Natural-language object grounding data:
----

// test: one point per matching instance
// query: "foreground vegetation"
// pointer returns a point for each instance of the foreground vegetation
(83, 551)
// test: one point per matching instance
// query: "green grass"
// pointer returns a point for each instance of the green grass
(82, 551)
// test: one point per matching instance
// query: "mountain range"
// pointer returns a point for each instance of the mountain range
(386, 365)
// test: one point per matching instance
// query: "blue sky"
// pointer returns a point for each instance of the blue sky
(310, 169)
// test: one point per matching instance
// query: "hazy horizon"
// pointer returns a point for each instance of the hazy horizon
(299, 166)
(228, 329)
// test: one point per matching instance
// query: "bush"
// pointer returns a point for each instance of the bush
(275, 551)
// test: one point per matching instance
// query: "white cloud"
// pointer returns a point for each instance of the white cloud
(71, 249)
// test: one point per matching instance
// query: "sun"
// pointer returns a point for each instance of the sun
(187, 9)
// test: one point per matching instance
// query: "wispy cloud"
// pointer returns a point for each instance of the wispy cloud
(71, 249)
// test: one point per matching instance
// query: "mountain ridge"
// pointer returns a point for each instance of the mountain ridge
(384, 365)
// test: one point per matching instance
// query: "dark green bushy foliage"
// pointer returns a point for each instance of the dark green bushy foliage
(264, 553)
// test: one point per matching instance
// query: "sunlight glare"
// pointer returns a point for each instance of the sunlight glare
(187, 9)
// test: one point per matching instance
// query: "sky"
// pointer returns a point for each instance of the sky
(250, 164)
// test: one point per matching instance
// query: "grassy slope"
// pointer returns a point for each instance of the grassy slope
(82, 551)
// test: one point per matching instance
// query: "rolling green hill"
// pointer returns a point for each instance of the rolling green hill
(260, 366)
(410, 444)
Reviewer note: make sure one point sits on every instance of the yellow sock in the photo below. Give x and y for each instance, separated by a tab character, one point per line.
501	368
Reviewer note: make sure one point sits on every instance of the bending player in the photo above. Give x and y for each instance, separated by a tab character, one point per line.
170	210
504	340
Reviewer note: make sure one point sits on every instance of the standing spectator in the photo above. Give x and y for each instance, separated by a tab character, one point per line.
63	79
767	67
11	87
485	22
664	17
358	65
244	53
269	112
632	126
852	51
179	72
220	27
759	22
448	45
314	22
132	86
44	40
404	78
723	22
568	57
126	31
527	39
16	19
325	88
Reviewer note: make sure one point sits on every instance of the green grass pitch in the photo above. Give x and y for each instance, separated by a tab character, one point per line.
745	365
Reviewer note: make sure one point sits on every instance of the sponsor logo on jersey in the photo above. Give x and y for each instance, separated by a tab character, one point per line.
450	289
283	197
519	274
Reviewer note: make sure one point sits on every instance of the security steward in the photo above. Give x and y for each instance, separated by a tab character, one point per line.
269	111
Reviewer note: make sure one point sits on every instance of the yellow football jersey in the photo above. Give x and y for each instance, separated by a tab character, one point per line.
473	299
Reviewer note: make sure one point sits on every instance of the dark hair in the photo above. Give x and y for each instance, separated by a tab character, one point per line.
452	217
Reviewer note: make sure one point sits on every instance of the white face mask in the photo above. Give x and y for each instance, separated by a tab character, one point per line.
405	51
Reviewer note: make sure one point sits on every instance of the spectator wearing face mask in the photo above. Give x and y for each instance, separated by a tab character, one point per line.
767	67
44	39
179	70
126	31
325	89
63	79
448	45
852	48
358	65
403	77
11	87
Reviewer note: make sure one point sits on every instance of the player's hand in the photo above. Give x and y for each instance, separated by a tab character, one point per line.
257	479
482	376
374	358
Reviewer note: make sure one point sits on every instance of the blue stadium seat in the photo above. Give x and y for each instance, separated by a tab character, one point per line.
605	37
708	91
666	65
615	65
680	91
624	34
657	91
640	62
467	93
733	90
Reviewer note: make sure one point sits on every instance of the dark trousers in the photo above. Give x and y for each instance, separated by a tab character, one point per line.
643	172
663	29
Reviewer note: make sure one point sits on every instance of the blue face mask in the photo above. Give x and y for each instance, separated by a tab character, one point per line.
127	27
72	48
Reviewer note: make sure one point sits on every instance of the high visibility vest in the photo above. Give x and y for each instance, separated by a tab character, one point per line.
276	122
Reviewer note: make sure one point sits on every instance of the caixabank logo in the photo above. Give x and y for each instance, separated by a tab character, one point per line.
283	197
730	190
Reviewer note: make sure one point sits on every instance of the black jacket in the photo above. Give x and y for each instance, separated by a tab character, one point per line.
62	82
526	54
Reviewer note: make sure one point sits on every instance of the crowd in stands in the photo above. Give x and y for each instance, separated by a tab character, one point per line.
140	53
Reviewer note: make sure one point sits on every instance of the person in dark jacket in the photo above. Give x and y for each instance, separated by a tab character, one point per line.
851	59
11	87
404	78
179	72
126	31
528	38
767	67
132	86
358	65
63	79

----

### WHAT YOU WILL DO
All of the entries are to be transcribed exactly.

### WRITTEN SOLUTION
// test: one point per matching instance
// query: "foreground vegetation"
// pointer returns a point for each instance of the foreground vegetation
(83, 551)
// test: one point per matching instance
// query: "green grass"
// pointer returns a point for each instance of the green grass
(82, 551)
// test: one point per matching instance
// query: "mountain range"
// pointer returns a point for each instance of the mountain range
(386, 365)
// test: one point per matching instance
// query: "blue sky"
// pointer returns a point for each instance of the blue sky
(310, 169)
// test: one point per matching instance
// query: "hazy horizon"
// pointer returns a point for each instance of the hazy horizon
(299, 166)
(228, 329)
// test: one point per matching instance
// query: "bush"
// pointer returns a point for each instance of the bush
(275, 551)
// test: one point per matching instance
// query: "white cloud"
// pointer returns a point for each instance of the white cloud
(71, 249)
// test: one point per matching instance
// query: "sun"
// pointer returns a point for each instance of the sun
(187, 9)
// test: one point per matching instance
// query: "wispy cloud"
// pointer returns a point for each instance of the wispy cloud
(71, 249)
// test: one point per matching instance
// query: "mountain ridge"
// pointer returns a point for each instance of the mountain ridge
(384, 365)
// test: one point per matching instance
// query: "dark green bushy foliage"
// pointer returns a point for each instance of the dark green bushy foliage
(264, 553)
// test: one point per matching instance
// query: "sunlight glare"
// pointer returns a point for each instance of the sunlight glare
(187, 9)
// test: one point per matching instance
// query: "sky"
// pointer returns a point for each instance of the sky
(250, 164)
// test: one point per matching instance
// query: "grassy slope"
// pointer returns a point for each instance of the grassy slope
(82, 551)
// test: one point per matching instance
// query: "rolling green hill"
// pointer returns a point for each instance of the rolling green hill
(260, 366)
(410, 444)
Reviewer note: make sure one point sits on every instance of the yellow sock in the photo below. Give x and y for each instance, separated by a tab character, one point per line.
501	368
Reviewer note: make sure one point sits on every instance of the bending player in the photo above. Give x and y for each instance, separated by a tab character, one point per line.
170	210
504	340
Reviewer note: make sure one point sits on every instance of the standing spectator in the photo above. Give x and y for each instance, separated by a tab character, one point per line.
63	79
767	67
11	87
485	22
664	17
358	65
244	53
269	112
632	126
852	51
179	72
220	27
759	22
448	45
314	22
132	86
44	40
404	78
723	22
568	57
126	31
527	39
16	19
325	88
Reviewer note: make sure one point sits on every instance of the green grass pitch in the photo above. Give x and y for each instance, separated by a tab character, one point per line.
745	365
Reviewer note: make sure one point sits on every instance of the sponsor logo on jersey in the photo above. Give x and y for each instance, separated by a tab character, one point per line.
450	289
283	197
519	274
Reviewer note: make sure one point sits on every instance of the security steward in the photo above. Give x and y for each instance, separated by a tab character, one point per line.
269	111
Reviewer note: make sure one point sits on every instance of the yellow football jersey in the photo above. Give x and y for each instance, separated by a tab character, one point per line.
473	299
Reviewer note: make sure one point sits on every instance of the dark hair in the photo above. Give x and y for each instance, separated by a tab character, one point per line.
452	217
Reviewer note: make sure one point sits on every instance of the white face mask in the photo above. Give x and y for each instance, separated by a tab character, one point per line.
405	51
Reviewer note: make sure one point sits on every instance of the spectator wearing face mask in the photo above. Give x and y for each instance, separated by a tab character, one point per line.
767	67
44	39
179	70
126	31
325	89
63	79
448	45
852	48
358	65
403	77
11	87
Reviewer note: make sure one point sits on every instance of the player's hand in the photo above. Give x and y for each instance, separated by a tab character, one point per line.
257	479
482	376
374	358
Reviewer note: make sure one point sits on every instance of the blue stadium seat in the photo above. Give x and y for each instance, separated by a tab character, one point per line.
605	37
708	91
666	65
615	65
680	91
624	34
657	91
640	62
467	93
733	90
Reviewer note: make sure one point sits on every instance of the dark trousers in the photo above. Give x and y for each instance, separated by a tab character, one point per line.
643	172
663	29
Reviewer note: make sure one point sits on every instance of the blue face mask in the photo above. Give x and y for each instance, separated by a tab character, one point per line.
127	27
72	48
Reviewer note: make sure one point sits on every instance of the high visibility vest in the photo above. Give x and y for each instance, separated by a tab character, one point per line.
276	122
Reviewer note: make sure one point sits on every instance of the caixabank logo in the photo above. Give x and y for each instance, separated by a tab character, one point per line.
283	197
730	190
Reviewer note: make sure one point sits on every instance of the black jacket in the photo above. Give x and y for each instance, separated by a tab character, one point per line.
62	82
526	54
Reviewer note: make sure one point sits on every instance of the crowd in stands in the photo above. Give x and y for each instance, separated by a tab character, one point per line.
140	53
Reviewer note: make sure one point sits on every instance of the person in dark jacket in the photo above. Give x and y for each instance, separated by a tab character, one point per line.
851	59
11	87
404	78
179	72
126	31
528	38
767	67
132	86
358	65
63	79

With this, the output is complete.